WHAT YOU WILL DO. Every entry must be given again exactly as it is written.

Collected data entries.
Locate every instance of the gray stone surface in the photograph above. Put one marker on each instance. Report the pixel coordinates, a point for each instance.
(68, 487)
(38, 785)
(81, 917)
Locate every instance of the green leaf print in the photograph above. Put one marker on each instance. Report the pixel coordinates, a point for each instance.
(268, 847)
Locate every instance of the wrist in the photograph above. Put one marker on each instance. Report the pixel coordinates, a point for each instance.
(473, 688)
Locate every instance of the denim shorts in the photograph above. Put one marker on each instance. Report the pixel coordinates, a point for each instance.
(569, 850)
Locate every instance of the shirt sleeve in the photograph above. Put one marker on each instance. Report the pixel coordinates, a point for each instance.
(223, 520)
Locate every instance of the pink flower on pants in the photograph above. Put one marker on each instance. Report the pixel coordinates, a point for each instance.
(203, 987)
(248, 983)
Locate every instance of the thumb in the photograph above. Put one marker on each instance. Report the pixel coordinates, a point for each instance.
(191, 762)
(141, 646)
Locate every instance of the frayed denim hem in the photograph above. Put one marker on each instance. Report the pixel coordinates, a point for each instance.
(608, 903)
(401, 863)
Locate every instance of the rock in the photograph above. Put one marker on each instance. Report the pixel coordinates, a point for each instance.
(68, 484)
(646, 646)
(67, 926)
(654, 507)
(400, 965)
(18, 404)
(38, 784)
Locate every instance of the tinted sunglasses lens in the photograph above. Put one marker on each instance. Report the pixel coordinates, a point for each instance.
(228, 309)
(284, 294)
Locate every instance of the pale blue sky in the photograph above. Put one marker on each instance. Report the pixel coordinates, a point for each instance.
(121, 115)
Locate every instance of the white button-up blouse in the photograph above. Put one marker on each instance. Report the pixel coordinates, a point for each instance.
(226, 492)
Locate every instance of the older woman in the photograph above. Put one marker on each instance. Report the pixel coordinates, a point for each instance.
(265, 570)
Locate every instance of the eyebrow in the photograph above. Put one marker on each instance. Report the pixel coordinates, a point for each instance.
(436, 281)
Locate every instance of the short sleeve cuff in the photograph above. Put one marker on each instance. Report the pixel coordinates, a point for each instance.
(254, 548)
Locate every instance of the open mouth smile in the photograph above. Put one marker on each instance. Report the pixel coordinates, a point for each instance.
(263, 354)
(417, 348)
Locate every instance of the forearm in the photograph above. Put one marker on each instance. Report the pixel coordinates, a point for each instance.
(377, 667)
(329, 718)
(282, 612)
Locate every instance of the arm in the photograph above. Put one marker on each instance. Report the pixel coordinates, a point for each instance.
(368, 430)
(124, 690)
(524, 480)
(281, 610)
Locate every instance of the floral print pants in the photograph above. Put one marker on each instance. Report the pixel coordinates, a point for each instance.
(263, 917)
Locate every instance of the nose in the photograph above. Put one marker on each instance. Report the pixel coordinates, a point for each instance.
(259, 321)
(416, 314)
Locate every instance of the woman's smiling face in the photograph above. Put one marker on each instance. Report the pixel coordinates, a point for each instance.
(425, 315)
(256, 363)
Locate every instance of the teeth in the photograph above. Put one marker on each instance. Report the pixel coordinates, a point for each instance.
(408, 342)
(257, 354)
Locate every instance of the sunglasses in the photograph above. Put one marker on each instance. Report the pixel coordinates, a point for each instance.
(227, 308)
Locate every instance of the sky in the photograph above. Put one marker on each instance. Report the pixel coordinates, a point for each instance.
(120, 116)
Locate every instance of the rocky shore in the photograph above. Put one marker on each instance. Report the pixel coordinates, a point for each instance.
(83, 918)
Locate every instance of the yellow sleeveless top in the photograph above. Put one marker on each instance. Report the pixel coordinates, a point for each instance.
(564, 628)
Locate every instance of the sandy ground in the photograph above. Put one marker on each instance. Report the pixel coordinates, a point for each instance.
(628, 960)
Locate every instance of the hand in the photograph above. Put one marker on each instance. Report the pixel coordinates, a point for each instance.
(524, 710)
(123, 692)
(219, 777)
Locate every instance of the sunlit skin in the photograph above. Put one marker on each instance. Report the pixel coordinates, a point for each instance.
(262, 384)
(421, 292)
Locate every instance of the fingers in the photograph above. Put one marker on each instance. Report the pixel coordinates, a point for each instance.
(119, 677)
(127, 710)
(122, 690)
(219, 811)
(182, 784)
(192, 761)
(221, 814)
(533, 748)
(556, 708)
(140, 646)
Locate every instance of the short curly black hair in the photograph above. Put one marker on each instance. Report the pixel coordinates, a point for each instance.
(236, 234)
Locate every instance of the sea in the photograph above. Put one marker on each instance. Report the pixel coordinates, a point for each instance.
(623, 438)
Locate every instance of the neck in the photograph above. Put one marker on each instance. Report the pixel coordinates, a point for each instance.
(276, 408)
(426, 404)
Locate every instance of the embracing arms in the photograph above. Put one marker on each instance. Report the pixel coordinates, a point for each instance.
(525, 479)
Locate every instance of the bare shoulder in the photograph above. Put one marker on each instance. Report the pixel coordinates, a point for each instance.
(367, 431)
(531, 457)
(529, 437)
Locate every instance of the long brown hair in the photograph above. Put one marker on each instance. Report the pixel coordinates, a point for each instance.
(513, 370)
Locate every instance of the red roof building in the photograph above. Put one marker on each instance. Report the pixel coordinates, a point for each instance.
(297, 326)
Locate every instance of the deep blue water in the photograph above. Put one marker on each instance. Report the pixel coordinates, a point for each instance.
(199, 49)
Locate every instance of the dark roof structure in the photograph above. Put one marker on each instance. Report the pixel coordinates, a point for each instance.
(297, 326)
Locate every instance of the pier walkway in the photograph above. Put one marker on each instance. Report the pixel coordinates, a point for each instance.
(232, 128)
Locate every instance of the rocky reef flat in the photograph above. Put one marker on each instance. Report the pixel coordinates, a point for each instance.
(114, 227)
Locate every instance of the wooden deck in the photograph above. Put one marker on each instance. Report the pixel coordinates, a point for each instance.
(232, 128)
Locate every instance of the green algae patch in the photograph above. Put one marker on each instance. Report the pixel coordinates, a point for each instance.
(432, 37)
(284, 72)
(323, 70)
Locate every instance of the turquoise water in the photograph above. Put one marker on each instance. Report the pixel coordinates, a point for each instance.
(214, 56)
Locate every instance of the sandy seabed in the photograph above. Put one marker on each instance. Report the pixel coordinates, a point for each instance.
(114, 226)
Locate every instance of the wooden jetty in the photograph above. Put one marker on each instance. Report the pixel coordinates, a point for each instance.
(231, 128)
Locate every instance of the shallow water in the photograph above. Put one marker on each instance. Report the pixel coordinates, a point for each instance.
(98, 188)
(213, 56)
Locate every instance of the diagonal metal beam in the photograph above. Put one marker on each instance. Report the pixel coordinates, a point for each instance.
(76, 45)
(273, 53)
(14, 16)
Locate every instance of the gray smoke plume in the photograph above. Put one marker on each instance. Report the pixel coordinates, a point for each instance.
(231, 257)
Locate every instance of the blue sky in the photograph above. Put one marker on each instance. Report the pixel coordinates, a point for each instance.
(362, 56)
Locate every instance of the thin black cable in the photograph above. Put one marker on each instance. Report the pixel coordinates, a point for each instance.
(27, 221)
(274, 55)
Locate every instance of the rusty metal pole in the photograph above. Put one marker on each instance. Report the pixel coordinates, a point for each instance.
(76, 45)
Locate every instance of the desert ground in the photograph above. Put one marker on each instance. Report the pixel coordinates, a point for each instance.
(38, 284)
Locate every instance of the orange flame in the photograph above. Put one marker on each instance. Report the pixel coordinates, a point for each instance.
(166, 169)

THE ANSWER.
Locate every instance of the gray stone surface in the photograph above. Put one marker on each instance. Report the pixel coordinates, a point for each instance.
(68, 487)
(38, 785)
(81, 917)
Locate every instance of the green leaf print in the photograph above. Put one marker on each instance. Report the pixel coordinates, a point for each instance.
(268, 847)
Locate every instance of the wrist in the photograph above. Put one marker on each instance. Report the pixel coordinates, a point for each instance.
(473, 688)
Locate every instance of the denim shorts in the photograph above. Put one marker on each instance. Report the pixel coordinates, a point for each instance.
(569, 850)
Locate every instance of the shirt sleeve in the photograph above. Put one marker on each instance. Report the pixel coordinates, a point for each instance.
(223, 520)
Locate every instance of the pink flower on pants in the photograph above. Put one marker on each instance. Report the pixel coordinates, a point for each instance.
(203, 987)
(248, 983)
Locate every instance of the thumb in the photograph above. Put one marker on each instance. Report the pixel coordinates, a point for each instance.
(191, 762)
(141, 646)
Locate every instance of the frayed denim hem in the photograph above. Put one marker on each instance. Report the pixel coordinates, a point for each instance.
(608, 903)
(401, 863)
Locate every instance of the rock in the photograph above. Put one marker on each instance. Report the pixel coordinates, a point for each instance.
(68, 484)
(646, 646)
(67, 926)
(654, 507)
(400, 965)
(18, 404)
(38, 784)
Locate every instance of the tinted sunglasses lens in the photograph above. Put one marker on each instance. Report the pixel coordinates, a point for each instance.
(228, 309)
(284, 294)
Locate every instance of the pale blue sky in the photograph above. Put one marker on each instance. Report the pixel coordinates, a point for each instance.
(121, 115)
Locate every instance of the white button-up blouse in the photograph above. Put one marker on each instance. Report the pixel coordinates, a point for each instance.
(226, 492)
Locate every instance of the older woman in the photograph above. Put one marker on each instance. Report the pixel coordinates, a point for each instance.
(265, 570)
Locate every instance of the eyebrow in the photograph above. Put one marker on each instance. Report the pixel coordinates, a point for each instance.
(436, 281)
Locate every instance of the short sleeve cuff in the photograph above. Put one marker on each instance. Report the pixel coordinates, a point for each instance.
(254, 548)
Locate every instance of the open mouth smile in the photograph above. Put one marker on each instance. Report the pixel coordinates, a point for each instance.
(263, 354)
(417, 348)
Locate every instance of the forearm in the photograph above. Put one marker on each instance. Report the pixel coordinates, a point for each instance.
(377, 667)
(329, 718)
(282, 612)
Locate every instance of the arm in the photograph above. Put one marker on each instance. Report the pixel coordinates, a point for each instance.
(368, 430)
(124, 690)
(524, 480)
(281, 610)
Locate every instance of the floral print pants in the photograph above. Put one marker on each instance. Report the pixel coordinates, a point for each instance.
(263, 917)
Locate every instance of the nose in the photograph above. Put one marker on each instance. Report the pixel coordinates, a point for each instance.
(259, 321)
(416, 314)
Locate every instance of the woman's smiling face in the photograph above. Put one marker on each instance. Report the pixel coordinates, a point for each instance.
(425, 315)
(256, 363)
Locate every instance of the teeth in the photograph above. Put one marker on each instance. Report the pixel coordinates, a point for each instance.
(408, 342)
(257, 354)
Locate every instance of the sunglasses in the photograph above. Put one marker on each instance. Report the pixel coordinates, a point for each instance.
(227, 308)
Locate every instance of the sky in the photograph above. Put one marker on each instance. Report the pixel coordinates, a point for each instance.
(120, 116)
Locate every instance of the rocky shore in the photograph above. Put one marker on each instance. Report the pixel coordinates, a point for each instance.
(83, 918)
Locate every instance of the yellow sleeveless top in the photograph above. Put one marker on each instance. Report the pixel coordinates, a point for each instance.
(564, 628)
Locate every instance of the sandy ground in the photograph above. Put one marker on each instance. Report the pixel coordinates, a point for each instance.
(628, 960)
Locate every instance of the hand in the photograph above. Put one marker on each instance. Report the pixel coordinates, a point for each instance.
(524, 710)
(123, 692)
(219, 777)
Locate every instance of the sunlit skin in the photograph above. Put one marker on each instance. Report the pixel coordinates, a point for each instance.
(262, 384)
(421, 292)
Locate every instance of the fingers in the photograph above. Put one marker on each instance. Report the pixel coordinates, a point for each instance.
(119, 677)
(127, 710)
(122, 690)
(219, 811)
(182, 784)
(192, 761)
(221, 814)
(533, 748)
(556, 708)
(140, 646)
Locate every instance of the short curly black hair in the photograph above. Put one marker on each instance. Report the pixel coordinates, a point for each instance.
(236, 234)
Locate every instance of the sea in the photograph above. Put one marker on each instance. Report the pixel coordinates, a point for each instance.
(623, 438)
Locate every instance of the neck in the photograph above. Put one marker on each instance. Report the pixel coordinates, a point for each instance.
(276, 408)
(426, 404)
Locate every instance of the embracing arms in the photograph above. Put one marker on each instance. Report the pixel coordinates, a point for each instance.
(525, 479)
Locate every instance of the bare shoulder in the photograph above. Put one marker on each instance. Report the pixel coordinates, a point for each instance.
(367, 431)
(531, 457)
(529, 437)
Locate every instance of the long brown hair in the photograph above. Put one marker on each instance. Report the pixel coordinates, a point for each instance.
(513, 370)
Locate every instance of the red roof building in the photograph above. Put one marker on each instance. Report the pixel coordinates, a point for each instance.
(297, 326)
Locate every instance of the deep blue water in the photograph above. Put one marker on each instance. Report the pixel coordinates, a point for each instance.
(199, 49)
Locate every instance of the dark roof structure in the photograph above. Put one marker on each instance. Report the pixel coordinates, a point for each instance.
(297, 326)
Locate every instance of the pier walkway in the photograph above. Put one marker on each instance. Report the pixel coordinates, a point for each instance.
(232, 128)
Locate every instance of the rocky reef flat in the photograph above. Put one marker on each instance. Report the pixel coordinates, a point for each instance.
(114, 227)
Locate every instance of the wooden deck in the photograph above. Put one marker on each instance. Report the pixel coordinates, a point for each instance.
(232, 128)
Locate every instance of the green algae patch in the photograph above. Put one marker on each instance. Report the pixel coordinates, a point for each instance.
(432, 37)
(284, 72)
(323, 70)
Locate every instance of the turquoise water in the photograph above. Put one marker on each instance. Report the pixel coordinates, a point for each instance.
(214, 56)
Locate every instance of the sandy seabed in the photograph above. Put one marker on each instance. Report the pixel coordinates, a point for each instance.
(114, 226)
Locate every instance of the wooden jetty in the photograph above. Put one marker on each instance. Report the pixel coordinates, a point for each instance.
(231, 128)
Locate every instance of the shallow water in the photograph above. Put one marker on each instance. Report the pixel coordinates, a point for each instance.
(98, 188)
(213, 56)
Locate every instance of the diagonal metal beam in the photograph above. Put one marker on each instance. Report the pixel coordinates, a point for each instance.
(76, 45)
(273, 53)
(14, 16)
Locate every instance of the gray smoke plume in the photograph above. Put one marker on each instance. Report the pixel coordinates, a point for each instance.
(231, 257)
Locate every instance of the blue sky in the photograph above. Put one marker on each instance. Report the pixel coordinates, a point for each instance.
(362, 56)
Locate every instance of the thin black cable in the photograph above. Put one marker on each instance. Report the pixel coordinates, a point for each instance.
(27, 221)
(274, 55)
Locate every instance of the rusty metal pole in the photograph above. Put one marker on each instance. Report the pixel coordinates, a point for each instance.
(76, 45)
Locate every instance of the desert ground in the photograph above. Put one marker on each instance. Report the pixel coordinates, a point for each instance.
(38, 284)
Locate every instance of the orange flame in the photograph above. Put one marker on each instance. Report the pixel coordinates, a point for each instance.
(166, 169)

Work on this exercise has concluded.